::: TEXT EXCERPT
A Brief History of EMF

Electromagnetic fields (EMF) and Radio Frequency (RF) are a well-documented topic of conversation and concern.

During the last 15 years various scientific electromagnetic field studies in the United States (Wertheimer & Leeper ’79 to Savitz ’95) and in Sweden (Feychting & Ahlbom ’92) have demonstrated a statistically significant association between electromagnetic fields from power lines and certain types of cancers in both children and adults.

An international panel of experts convened by the National Institute of Environmental Health Sciences (NIEHS) reported that extremely low frequency (ELF) electric and magnetic fields should be regarded as a “possible human carcinogen.” Furthermore, the epidemiological studies showed a slight increase in childhood leukemia risk from powerline/residential exposure and an increase in chronic leukemia risk in adults in electricity-intensive industries.
::::::
::: SOURCE DATA
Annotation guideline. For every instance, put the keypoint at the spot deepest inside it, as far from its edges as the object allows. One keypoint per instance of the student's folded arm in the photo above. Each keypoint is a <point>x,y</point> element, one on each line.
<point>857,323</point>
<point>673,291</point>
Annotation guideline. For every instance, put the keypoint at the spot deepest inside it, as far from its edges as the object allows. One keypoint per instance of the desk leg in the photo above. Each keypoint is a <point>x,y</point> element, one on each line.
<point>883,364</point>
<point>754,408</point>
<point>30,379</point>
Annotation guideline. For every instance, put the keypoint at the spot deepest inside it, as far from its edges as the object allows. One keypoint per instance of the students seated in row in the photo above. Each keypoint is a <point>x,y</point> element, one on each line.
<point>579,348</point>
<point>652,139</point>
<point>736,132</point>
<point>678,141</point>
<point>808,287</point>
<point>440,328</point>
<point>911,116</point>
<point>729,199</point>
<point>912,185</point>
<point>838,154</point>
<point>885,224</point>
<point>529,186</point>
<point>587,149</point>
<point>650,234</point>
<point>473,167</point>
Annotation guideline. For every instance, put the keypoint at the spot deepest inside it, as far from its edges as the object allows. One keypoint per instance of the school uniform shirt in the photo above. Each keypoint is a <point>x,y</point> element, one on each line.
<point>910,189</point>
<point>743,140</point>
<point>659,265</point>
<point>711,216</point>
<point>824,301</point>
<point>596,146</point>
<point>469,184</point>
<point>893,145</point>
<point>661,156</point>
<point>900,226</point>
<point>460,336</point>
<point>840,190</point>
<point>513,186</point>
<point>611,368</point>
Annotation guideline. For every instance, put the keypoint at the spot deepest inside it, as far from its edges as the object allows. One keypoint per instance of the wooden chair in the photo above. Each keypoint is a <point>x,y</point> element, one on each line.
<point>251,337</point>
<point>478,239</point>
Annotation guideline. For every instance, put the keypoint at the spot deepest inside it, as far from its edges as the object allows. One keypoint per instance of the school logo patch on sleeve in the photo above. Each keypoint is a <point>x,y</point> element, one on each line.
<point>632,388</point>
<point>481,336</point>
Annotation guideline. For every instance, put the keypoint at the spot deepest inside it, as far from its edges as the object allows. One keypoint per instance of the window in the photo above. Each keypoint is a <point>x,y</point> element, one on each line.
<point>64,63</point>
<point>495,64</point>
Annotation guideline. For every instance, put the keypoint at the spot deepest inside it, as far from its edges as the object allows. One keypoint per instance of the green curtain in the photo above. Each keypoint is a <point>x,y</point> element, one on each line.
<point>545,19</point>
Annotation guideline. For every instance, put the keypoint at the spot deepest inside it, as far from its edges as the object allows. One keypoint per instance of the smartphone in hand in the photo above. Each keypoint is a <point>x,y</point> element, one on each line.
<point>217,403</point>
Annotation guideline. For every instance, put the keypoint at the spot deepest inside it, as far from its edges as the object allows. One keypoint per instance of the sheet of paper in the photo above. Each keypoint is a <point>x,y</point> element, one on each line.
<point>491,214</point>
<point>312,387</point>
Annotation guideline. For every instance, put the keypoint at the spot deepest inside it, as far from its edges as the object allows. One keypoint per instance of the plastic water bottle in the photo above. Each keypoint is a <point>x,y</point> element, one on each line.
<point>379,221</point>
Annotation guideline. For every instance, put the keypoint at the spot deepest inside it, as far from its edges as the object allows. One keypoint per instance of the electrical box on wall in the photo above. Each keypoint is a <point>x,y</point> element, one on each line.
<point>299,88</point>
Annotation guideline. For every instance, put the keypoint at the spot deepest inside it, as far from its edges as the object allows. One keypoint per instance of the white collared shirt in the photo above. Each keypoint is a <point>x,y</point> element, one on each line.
::::::
▸ QUESTIONS TO ANSWER
1 - Print the part of the EMF history text that opens with the words containing "During the last" and closes with "in electricity-intensive industries.".
2 - Which abbreviations does the EMF history text introduce, and what does each stand for?
3 - Pick up the EMF history text after its last sentence and continue it.

▸ REPLIES
1 -
During the last 15 years various scientific electromagnetic field studies in the United States (Wertheimer & Leeper ’79 to Savitz ’95) and in Sweden (Feychting & Ahlbom ’92) have demonstrated a statistically significant association between electromagnetic fields from power lines and certain types of cancers in both children and adults.

An international panel of experts convened by the National Institute of Environmental Health Sciences (NIEHS) reported that extremely low frequency (ELF) electric and magnetic fields should be regarded as a “possible human carcinogen.” Furthermore, the epidemiological studies showed a slight increase in childhood leukemia risk from powerline/residential exposure and an increase in chronic leukemia risk in adults in electricity-intensive industries.

2 -
EMF: Electromagnetic fields
RF: Radio Frequency
NIEHS: National Institute of Environmental Health Sciences
ELF: extremely low frequency

3 -
The National Energy Policy Act of 1992 authorized the Department of Energy to jointly fund with the Utility Industry a $65 million five-year research program to ascertain the effects of electromagnetic field power line exposure on human health and provide public information. A final report will be submitted to Congress this year. In 1995 a draft report from the National Council on Radiation Protection and Measurements (NCRP) proposed a 10mG exposure limit in homes, schools and offices. “A considerable body of observations has documented bio-effects from isolated cells to animals, and in man,” the report stated.